Output the data below exactly, images excluded.

Items from a dataset
##############################

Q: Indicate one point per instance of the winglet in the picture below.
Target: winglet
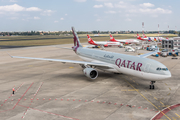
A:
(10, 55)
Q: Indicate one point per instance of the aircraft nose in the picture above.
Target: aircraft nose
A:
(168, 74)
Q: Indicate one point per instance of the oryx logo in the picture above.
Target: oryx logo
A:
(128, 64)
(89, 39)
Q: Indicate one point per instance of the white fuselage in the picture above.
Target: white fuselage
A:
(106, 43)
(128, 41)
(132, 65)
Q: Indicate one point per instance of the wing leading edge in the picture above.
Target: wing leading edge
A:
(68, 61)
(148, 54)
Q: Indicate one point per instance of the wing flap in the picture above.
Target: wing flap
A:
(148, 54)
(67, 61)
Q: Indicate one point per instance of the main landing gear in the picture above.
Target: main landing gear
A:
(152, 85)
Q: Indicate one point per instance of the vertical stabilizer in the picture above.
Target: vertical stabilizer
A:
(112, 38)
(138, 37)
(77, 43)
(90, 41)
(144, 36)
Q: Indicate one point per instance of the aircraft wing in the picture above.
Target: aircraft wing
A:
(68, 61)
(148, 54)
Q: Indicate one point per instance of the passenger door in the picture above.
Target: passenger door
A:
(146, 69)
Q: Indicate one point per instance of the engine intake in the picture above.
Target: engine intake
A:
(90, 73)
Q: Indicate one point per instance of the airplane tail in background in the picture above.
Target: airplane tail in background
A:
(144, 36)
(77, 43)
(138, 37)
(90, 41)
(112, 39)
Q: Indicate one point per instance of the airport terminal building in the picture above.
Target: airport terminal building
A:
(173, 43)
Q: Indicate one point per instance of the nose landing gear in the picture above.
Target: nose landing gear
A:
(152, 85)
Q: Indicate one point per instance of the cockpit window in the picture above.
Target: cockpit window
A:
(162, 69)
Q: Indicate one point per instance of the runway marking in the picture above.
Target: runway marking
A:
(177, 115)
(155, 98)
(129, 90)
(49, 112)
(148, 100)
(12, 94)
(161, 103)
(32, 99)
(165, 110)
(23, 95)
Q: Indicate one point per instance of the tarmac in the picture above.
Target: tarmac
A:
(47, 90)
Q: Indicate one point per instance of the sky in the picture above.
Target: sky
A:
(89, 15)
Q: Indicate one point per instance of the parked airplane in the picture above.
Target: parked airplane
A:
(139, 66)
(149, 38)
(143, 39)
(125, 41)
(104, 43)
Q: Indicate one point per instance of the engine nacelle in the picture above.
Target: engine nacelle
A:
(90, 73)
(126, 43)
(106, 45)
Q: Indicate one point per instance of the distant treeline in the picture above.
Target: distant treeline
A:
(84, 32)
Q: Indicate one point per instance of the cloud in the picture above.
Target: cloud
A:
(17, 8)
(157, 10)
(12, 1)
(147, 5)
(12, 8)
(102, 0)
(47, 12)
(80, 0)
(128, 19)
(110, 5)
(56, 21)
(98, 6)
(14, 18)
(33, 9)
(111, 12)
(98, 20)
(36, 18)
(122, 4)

##############################

[Your response]:
Q: Indicate one point per instance of the winglet in the picture below.
Target: winglet
A:
(10, 55)
Q: Indicate one point per instance of the aircraft nose in the picture above.
Target: aircraft nose
A:
(168, 74)
Q: Indicate one point per instance of the oryx logo in the picture above.
Target: oryx logo
A:
(128, 64)
(89, 39)
Q: Indicate one point per instance of the white fuselage in the picture above.
Target: white fuselage
A:
(106, 43)
(128, 41)
(132, 65)
Q: Indicate one point per instance of the wing leading edge in the picture above.
Target: wing leading edge
A:
(68, 61)
(148, 54)
Q: Indicate one point per instance of the wing flap in the picture above.
Target: wing flap
A:
(148, 54)
(67, 61)
Q: Indicate one point per instance of the main landing gear in the picture above.
Target: main landing gear
A:
(152, 85)
Q: Indicate one point per instance of the vertical stabilizer in the picture above.
Target: vertical stabilizer
A:
(112, 38)
(138, 37)
(77, 43)
(90, 41)
(144, 36)
Q: Indicate one point per instance of the aircraft wing in the picture above.
Target: aircraft wing
A:
(68, 61)
(148, 54)
Q: Indicate one point per instance of the passenger door in the picture above.
Target: passenger door
A:
(146, 69)
Q: Indicate one point per instance of the engine intake in the picture above.
Target: engine intake
A:
(90, 73)
Q: Indicate one point per instance of the airplane tail in background in the picture above.
Target: airplane tail in background
A:
(144, 36)
(77, 43)
(138, 37)
(90, 41)
(112, 39)
Q: Indicate one point per instance of the airport terminal building in the picture above.
Target: airport terminal building
A:
(173, 43)
Q: Indicate one point per instance of the nose landing gear in the picture above.
Target: nose landing gear
A:
(152, 85)
Q: Indicate one point per instance of the cockpit window in the picture above.
Target: cockpit window
A:
(162, 69)
Q: Indicate one point per instance of the runway marking in the picture above.
Target: runway marking
A:
(177, 115)
(155, 98)
(129, 90)
(49, 112)
(148, 100)
(12, 94)
(161, 103)
(32, 99)
(165, 110)
(23, 95)
Q: Indicate one point per instance of the tarmac in the picture above.
Target: tarmac
A:
(47, 90)
Q: Indicate one point per instance of the sky in the picture above.
Target: sky
A:
(89, 15)
Q: Indicate one point per instance of the parked airplane in the picture above.
Target: parked airplane
A:
(139, 66)
(149, 38)
(143, 39)
(125, 41)
(104, 43)
Q: Indicate one point per instance of the engine nacelle in the picture above.
Target: engine nacelle
A:
(90, 73)
(126, 43)
(106, 45)
Q: Indicate one point per instance of the distant treeline in the picture above.
Target: distant treeline
A:
(84, 32)
Q: Indicate one point per instance of the cloud in the picture above.
Target: cloud
A:
(17, 8)
(157, 10)
(12, 1)
(147, 5)
(12, 8)
(102, 0)
(47, 12)
(80, 0)
(128, 19)
(110, 5)
(56, 21)
(98, 6)
(14, 18)
(33, 9)
(111, 12)
(98, 20)
(36, 18)
(122, 4)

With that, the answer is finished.